*What this exercise asks*
(1) From the passage on conscription in Britain, reproduce word for word the portion starting at "In December 1941" and ending at "the armed forces.".
(2) Answer these questions using the passage on conscription in Britain:
(a) How many people demonstrated against conscription in Trafalgar Square in April 1916?
(b) Which act gave parliamentary approval to limited conscription in May 1939?
(c) Under the second National Service Act of December 1941, what age range of unmarried women became liable to call-up?
(3) Go on with the passage on conscription in Britain from its final sentence.

Page extract Start Marker

Conscription was not popular and in April 1916 over 200,000 demonstrated against it in Trafalgar Square. Although many men failed to respond to the call-up, in the first year 1.1 million enlisted. In 1918 during the last months of the war, the Military Service (No. 2) Act raised the age limit to 51. Conscription was extended until 1920 to enable the army to deal with continuing trouble spots in the Empire and parts of Europe. During the whole of the war conscription had raised some 2.5 million men.

During the spring of 1939 the deteriorating international situation forced the British government under Neville Chamberlain to consider preparations for a possible war against Nazi Germany. Plans for limited conscription applying to single men aged between 20 and 22 were given parliamentary approval in the Military Training Act in May 1939. This required men to undertake six months’ military training, and some 240,000 registered for service.

On the day Britain declared war on Germany, 3 September 1939, Parliament immediately passed a more wide-reaching measure. The National Service (Armed Forces) Act imposed conscription on all males aged between 18 and 41 who had to register for service. Those medically unfit were exempted, as were others in key industries and jobs such as baking, farming, medicine, and engineering. Conscientious objectors had to appear before a tribunal to argue their reasons for refusing to join-up. If their cases were not dismissed, they were granted one of several categories of exemption, and were given non-combatant jobs. Conscription helped greatly to increase the number of men in active service during the first year of the war.

In December 1941 Parliament passed a second National Service Act. It widened the scope of conscription still further by making all unmarried women and all childless widows between the ages of 20 and 30 liable to call-up. Men were now required to do some form of National Service up to the age of 60, which included military service for those under 51. The main reason was that there were not enough men volunteering for police and civilian defence work, or women for the auxiliary units of the armed forces.

Page extract End Marker
Records supplied Start Marker

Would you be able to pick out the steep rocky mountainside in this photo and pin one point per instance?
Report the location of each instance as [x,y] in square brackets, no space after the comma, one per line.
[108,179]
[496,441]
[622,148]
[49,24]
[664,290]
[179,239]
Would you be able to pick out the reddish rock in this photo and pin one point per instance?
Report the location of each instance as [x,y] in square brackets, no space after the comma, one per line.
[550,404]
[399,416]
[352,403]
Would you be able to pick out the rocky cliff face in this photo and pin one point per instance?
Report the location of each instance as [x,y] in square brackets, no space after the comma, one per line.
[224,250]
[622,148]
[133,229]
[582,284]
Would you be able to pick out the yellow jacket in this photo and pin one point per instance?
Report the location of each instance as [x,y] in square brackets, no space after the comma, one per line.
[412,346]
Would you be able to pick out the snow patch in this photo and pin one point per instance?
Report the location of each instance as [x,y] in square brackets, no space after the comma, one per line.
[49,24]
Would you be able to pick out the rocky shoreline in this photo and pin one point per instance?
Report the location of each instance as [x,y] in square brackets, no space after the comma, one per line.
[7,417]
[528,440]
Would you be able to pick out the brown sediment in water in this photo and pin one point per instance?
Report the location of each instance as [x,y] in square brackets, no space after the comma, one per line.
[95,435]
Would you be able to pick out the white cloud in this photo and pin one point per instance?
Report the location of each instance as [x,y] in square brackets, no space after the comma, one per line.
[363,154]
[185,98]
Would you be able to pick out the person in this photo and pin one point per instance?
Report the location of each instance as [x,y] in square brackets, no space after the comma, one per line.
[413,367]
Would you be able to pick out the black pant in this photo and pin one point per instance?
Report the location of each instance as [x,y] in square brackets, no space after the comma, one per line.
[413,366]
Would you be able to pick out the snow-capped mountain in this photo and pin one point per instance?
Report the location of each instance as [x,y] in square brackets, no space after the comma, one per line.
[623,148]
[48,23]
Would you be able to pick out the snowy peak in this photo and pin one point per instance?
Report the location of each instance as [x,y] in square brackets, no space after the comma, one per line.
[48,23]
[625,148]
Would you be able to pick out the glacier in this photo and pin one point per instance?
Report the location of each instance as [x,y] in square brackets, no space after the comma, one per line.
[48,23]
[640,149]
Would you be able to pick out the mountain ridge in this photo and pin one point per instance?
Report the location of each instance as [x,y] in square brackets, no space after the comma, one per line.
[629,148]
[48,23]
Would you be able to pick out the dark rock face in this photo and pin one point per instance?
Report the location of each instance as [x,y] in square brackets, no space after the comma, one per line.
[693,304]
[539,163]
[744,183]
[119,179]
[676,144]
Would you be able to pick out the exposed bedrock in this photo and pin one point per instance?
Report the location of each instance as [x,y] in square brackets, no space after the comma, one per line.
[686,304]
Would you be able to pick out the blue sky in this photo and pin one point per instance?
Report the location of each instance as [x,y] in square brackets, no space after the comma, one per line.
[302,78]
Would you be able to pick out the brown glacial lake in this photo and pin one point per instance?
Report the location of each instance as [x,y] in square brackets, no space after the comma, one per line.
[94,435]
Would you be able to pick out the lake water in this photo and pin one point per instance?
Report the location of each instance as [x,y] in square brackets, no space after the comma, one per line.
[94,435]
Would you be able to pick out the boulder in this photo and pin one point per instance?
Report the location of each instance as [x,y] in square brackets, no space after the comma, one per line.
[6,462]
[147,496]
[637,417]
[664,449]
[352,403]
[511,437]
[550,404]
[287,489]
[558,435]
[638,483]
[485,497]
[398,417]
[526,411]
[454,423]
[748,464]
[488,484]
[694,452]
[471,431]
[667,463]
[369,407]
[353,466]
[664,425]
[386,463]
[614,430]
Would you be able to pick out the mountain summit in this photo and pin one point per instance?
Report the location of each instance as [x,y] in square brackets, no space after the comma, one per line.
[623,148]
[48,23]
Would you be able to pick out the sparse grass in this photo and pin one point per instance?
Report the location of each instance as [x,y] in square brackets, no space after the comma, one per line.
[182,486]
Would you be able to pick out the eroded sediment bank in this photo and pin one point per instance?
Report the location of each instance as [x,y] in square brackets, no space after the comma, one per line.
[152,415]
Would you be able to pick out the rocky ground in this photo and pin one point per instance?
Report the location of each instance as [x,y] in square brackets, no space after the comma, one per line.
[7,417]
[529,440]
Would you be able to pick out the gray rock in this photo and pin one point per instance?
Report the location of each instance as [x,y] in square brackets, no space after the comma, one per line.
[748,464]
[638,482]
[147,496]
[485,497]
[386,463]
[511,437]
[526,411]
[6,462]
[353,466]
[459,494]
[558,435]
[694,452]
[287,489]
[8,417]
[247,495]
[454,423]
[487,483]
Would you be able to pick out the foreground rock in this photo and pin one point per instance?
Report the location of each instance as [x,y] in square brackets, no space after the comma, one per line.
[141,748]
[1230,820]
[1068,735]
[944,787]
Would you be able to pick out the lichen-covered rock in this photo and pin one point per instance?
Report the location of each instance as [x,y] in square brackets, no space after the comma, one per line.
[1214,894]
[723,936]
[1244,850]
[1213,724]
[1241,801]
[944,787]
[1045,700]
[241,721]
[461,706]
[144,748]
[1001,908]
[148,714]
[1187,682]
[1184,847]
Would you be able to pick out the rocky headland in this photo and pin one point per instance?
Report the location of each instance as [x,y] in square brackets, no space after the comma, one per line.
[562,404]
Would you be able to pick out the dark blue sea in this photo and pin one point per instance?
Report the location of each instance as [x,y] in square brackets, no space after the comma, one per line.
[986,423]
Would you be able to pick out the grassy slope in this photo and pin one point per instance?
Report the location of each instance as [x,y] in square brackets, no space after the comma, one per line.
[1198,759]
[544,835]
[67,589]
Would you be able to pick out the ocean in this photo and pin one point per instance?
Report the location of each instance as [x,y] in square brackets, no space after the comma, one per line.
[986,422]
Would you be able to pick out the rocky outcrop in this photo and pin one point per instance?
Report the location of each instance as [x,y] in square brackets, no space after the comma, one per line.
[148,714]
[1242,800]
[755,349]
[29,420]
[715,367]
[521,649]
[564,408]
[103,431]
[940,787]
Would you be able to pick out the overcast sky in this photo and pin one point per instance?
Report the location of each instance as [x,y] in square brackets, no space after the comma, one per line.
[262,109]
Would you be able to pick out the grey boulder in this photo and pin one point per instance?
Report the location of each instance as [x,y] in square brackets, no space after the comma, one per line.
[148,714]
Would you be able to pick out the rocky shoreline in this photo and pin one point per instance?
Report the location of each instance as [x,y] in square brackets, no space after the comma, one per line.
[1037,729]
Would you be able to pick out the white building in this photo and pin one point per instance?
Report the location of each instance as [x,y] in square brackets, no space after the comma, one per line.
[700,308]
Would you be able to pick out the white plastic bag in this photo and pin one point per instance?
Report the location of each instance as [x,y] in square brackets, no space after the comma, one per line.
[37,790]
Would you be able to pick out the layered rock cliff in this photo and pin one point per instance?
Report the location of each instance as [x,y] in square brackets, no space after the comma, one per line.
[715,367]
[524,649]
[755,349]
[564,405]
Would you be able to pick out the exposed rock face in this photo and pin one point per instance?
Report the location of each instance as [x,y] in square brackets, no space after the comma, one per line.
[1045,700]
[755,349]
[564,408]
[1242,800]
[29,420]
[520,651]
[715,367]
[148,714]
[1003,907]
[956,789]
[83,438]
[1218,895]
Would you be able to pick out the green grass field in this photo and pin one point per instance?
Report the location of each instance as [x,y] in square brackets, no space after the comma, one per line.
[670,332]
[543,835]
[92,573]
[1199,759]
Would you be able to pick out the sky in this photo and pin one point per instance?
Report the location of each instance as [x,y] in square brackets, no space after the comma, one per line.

Records supplied End Marker

*Answers to each task*
(1)
In December 1941 Parliament passed a second National Service Act. It widened the scope of conscription still further by making all unmarried women and all childless widows between the ages of 20 and 30 liable to call-up. Men were now required to do some form of National Service up to the age of 60, which included military service for those under 51. The main reason was that there were not enough men volunteering for police and civilian defence work, or women for the auxiliary units of the armed forces.

(2)
(a) Over 200,000
(b) The Military Training Act
(c) Between 20 and 30

(3)
In June 1945 the process began of demobilising the thousands of men and women who had served in the forces during the war. The government had begun preparations for this in 1944 with the Reinstatement in Civil Employment Act which allowed men and women to claim back their old jobs in civvy street, provided their employer was still in business.

There was still an urgent need to keep up high levels of military manpower in parts of the world where Britain had strong ongoing commitments – in Germany, Palestine, and India. The government concluded that these requirements could only be met effectively by continuing National Service in peacetime. This was not, however, popular, especially now that Britain was no longer at war. It was therefore with difficulty that Clement Attlee’s Labour government persuaded Parliament in 1947 to pass the National Service Act.

The National Service Act came into force in January 1949 and meant that all physically fit males between the ages of 17 and 21 had to serve in one of the armed forces for an 18-month period. They then remained on the reserve list for another four years. During this time they were liable to be called to serve with their units but on no more than three occasions, for 20 days maximum. Students and apprentices were allowed to defer their call-up until they completed their studies or training. Conscientious objectors had to undergo the same tribunal tests as in wartime. After 1945, however, National Service did not extend to women.

In 1950 a further National Service Act lengthened the period of service to two years. During the 1950s national servicemen took part in various military operations in Malaya, Korea, Cyprus and Kenya.